YOUR ASSIGNMENT — Return every entry exactly, except for any pictures.
============================================================
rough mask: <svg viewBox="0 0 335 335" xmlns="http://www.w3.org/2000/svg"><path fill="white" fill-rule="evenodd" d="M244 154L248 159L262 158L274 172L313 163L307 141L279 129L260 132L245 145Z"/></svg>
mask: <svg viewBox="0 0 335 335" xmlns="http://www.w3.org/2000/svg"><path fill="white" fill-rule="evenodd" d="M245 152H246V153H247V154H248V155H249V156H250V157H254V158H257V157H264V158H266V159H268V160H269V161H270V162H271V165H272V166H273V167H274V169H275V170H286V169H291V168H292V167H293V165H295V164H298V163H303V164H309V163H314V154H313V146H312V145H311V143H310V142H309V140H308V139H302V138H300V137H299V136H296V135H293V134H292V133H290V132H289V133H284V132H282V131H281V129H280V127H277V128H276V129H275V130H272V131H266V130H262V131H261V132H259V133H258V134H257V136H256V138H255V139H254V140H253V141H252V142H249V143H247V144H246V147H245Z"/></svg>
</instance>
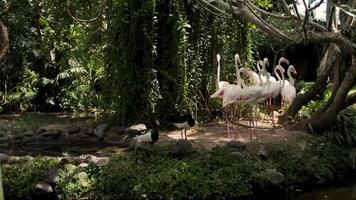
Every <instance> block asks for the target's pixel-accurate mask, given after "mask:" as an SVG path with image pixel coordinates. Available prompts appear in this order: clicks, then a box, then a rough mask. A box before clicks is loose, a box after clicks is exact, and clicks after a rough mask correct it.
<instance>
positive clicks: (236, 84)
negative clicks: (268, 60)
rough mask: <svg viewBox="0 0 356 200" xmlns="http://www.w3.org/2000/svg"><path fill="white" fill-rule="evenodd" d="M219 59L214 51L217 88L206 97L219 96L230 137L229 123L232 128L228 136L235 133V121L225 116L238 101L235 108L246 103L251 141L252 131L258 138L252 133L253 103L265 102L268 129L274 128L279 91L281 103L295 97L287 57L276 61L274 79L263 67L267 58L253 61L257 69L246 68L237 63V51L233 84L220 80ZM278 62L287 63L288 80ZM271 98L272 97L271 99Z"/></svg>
mask: <svg viewBox="0 0 356 200" xmlns="http://www.w3.org/2000/svg"><path fill="white" fill-rule="evenodd" d="M220 59H221V56H220V55H219V54H218V55H217V65H218V66H217V86H218V87H217V91H216V92H215V93H213V94H212V95H211V96H210V98H220V99H222V107H223V112H224V120H225V125H226V127H227V132H228V135H229V137H230V135H231V134H230V126H232V128H233V129H234V130H235V131H234V133H233V135H232V139H233V140H236V138H237V137H239V131H238V129H237V128H236V125H234V123H232V121H233V120H237V119H232V118H231V117H229V116H235V115H234V114H233V115H231V113H232V112H235V111H234V108H235V107H234V105H238V109H239V108H241V106H247V109H248V111H249V112H248V115H249V116H248V124H249V129H248V130H249V133H250V140H251V141H252V138H253V137H252V136H253V135H254V136H255V138H256V140H257V141H258V136H257V134H256V129H255V128H256V126H257V120H256V117H255V116H254V115H256V114H255V113H254V107H255V106H261V104H262V106H263V105H266V108H267V111H268V113H270V119H271V123H272V131H273V132H274V128H275V123H274V112H275V111H274V102H275V99H276V98H277V97H278V95H279V94H281V96H282V100H281V102H282V105H284V104H286V103H288V104H290V103H292V102H293V100H294V99H295V97H296V89H295V87H294V83H295V81H294V79H293V77H292V74H291V73H293V74H297V71H296V70H295V68H294V66H293V65H289V61H288V60H287V59H286V58H284V57H281V58H280V59H279V61H278V64H277V65H276V66H275V67H274V68H273V71H274V74H275V76H276V77H277V79H276V78H275V77H273V76H271V74H270V73H268V72H267V67H269V62H268V59H267V58H264V59H263V60H259V61H257V69H258V72H254V71H252V70H250V69H248V68H245V67H241V60H240V57H239V55H238V54H235V60H234V61H235V68H236V84H231V83H229V82H226V81H220V68H221V66H220ZM282 63H285V64H286V65H289V67H288V70H287V75H288V79H289V81H288V80H285V76H284V73H285V70H284V68H283V67H282V65H281V64H282ZM239 66H240V68H239ZM241 73H243V74H245V75H246V77H247V78H248V79H249V82H250V83H251V84H250V85H248V86H247V85H246V84H245V83H244V80H243V79H242V78H241ZM272 99H273V101H272Z"/></svg>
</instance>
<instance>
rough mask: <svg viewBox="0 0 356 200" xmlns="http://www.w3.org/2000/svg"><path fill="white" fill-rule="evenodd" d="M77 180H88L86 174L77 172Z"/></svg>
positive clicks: (86, 175) (84, 172) (87, 175)
mask: <svg viewBox="0 0 356 200" xmlns="http://www.w3.org/2000/svg"><path fill="white" fill-rule="evenodd" d="M77 177H78V179H86V178H88V174H87V173H86V172H79V173H78V174H77Z"/></svg>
============================================================
PROBLEM SOLUTION —
rough mask: <svg viewBox="0 0 335 335" xmlns="http://www.w3.org/2000/svg"><path fill="white" fill-rule="evenodd" d="M244 154L248 159L262 158L274 172L313 163L307 141L279 129L260 132L245 145Z"/></svg>
mask: <svg viewBox="0 0 335 335" xmlns="http://www.w3.org/2000/svg"><path fill="white" fill-rule="evenodd" d="M245 152H246V153H247V154H248V155H249V156H250V157H254V158H257V157H264V158H266V159H268V160H269V161H270V162H271V165H272V166H273V167H274V169H275V170H286V169H291V168H292V167H293V165H295V164H298V163H303V164H309V163H314V154H313V146H312V145H311V143H310V142H309V140H308V139H302V138H300V137H299V136H296V135H293V134H292V133H290V132H289V133H284V132H282V131H281V129H280V127H277V128H276V129H275V130H272V131H266V130H262V131H261V132H259V133H258V134H257V136H256V138H255V139H254V140H253V141H252V142H249V143H247V144H246V147H245Z"/></svg>
</instance>
Every <instance> block asks for the target's pixel-accurate mask, given after "mask:" as an SVG path with image pixel coordinates. Available prompts appear in this order: clicks, then a box, then a rough mask. A box before clicks is loose, a box after clicks is exact, and clicks after a rough mask correct it.
<instance>
positive clicks: (236, 84)
negative clicks: (268, 60)
rough mask: <svg viewBox="0 0 356 200" xmlns="http://www.w3.org/2000/svg"><path fill="white" fill-rule="evenodd" d="M219 59L214 51L217 88L206 97L219 96L230 137L229 123L232 128L228 136L235 133V121L225 116L238 101L235 108L246 103L251 141L252 131L258 138L252 133L253 103L265 102L268 129L274 128L279 91L281 103L295 97L287 57L276 61L274 79L263 67L267 58L253 61L257 69L246 68L237 63V51L233 84L220 80ZM278 62L287 63L288 80ZM271 98L272 97L271 99Z"/></svg>
mask: <svg viewBox="0 0 356 200" xmlns="http://www.w3.org/2000/svg"><path fill="white" fill-rule="evenodd" d="M220 59H221V56H220V55H219V54H218V55H217V65H218V66H217V86H218V87H217V91H216V92H215V93H213V94H212V95H211V96H210V98H220V99H222V107H223V112H224V120H225V125H226V127H227V132H228V135H229V137H230V135H231V134H230V126H232V128H233V129H234V130H235V131H234V133H233V135H232V139H233V140H236V138H237V137H239V131H238V129H237V128H236V125H234V123H232V121H233V120H237V119H232V118H231V117H229V116H235V115H234V114H233V115H231V113H232V112H235V111H234V108H235V107H234V105H238V109H239V108H241V106H247V109H248V111H249V112H248V115H249V116H248V124H249V129H248V130H249V133H250V140H251V141H252V138H253V137H252V136H253V135H254V136H255V138H256V140H257V141H258V136H257V134H256V129H255V128H256V126H257V120H256V117H255V116H254V115H256V114H255V113H254V107H255V106H261V104H262V106H263V105H266V108H267V111H268V113H270V119H271V123H272V131H273V132H274V128H275V123H274V112H275V111H274V102H275V99H276V98H277V97H278V95H279V94H281V96H282V100H281V102H282V105H284V104H286V103H288V104H290V103H292V102H293V100H294V99H295V97H296V89H295V87H294V83H295V81H294V79H293V77H292V74H291V73H293V74H297V71H296V70H295V68H294V66H293V65H289V61H288V60H287V59H286V58H284V57H281V58H280V59H279V61H278V64H277V65H276V66H275V67H274V68H273V71H274V74H275V76H276V77H277V79H276V78H275V77H273V76H271V74H270V73H268V72H267V67H269V62H268V59H267V58H264V59H263V60H259V61H257V69H258V72H254V71H252V70H250V69H248V68H245V67H241V60H240V57H239V55H238V54H235V60H234V61H235V68H236V84H231V83H229V82H226V81H220V68H221V66H220ZM282 63H285V64H286V65H289V67H288V70H287V75H288V79H289V81H288V80H285V76H284V73H285V70H284V68H283V67H282V65H281V64H282ZM239 66H240V68H239ZM241 73H243V74H245V75H246V77H247V78H248V79H249V82H250V83H251V84H250V85H248V86H247V85H246V84H245V83H244V80H243V79H242V78H241ZM272 99H273V101H272Z"/></svg>
</instance>
<instance>
rough mask: <svg viewBox="0 0 356 200" xmlns="http://www.w3.org/2000/svg"><path fill="white" fill-rule="evenodd" d="M77 180H88L86 174L77 172Z"/></svg>
positive clicks: (86, 175) (84, 172) (87, 175)
mask: <svg viewBox="0 0 356 200" xmlns="http://www.w3.org/2000/svg"><path fill="white" fill-rule="evenodd" d="M77 177H78V179H86V178H88V174H87V173H86V172H79V173H78V174H77Z"/></svg>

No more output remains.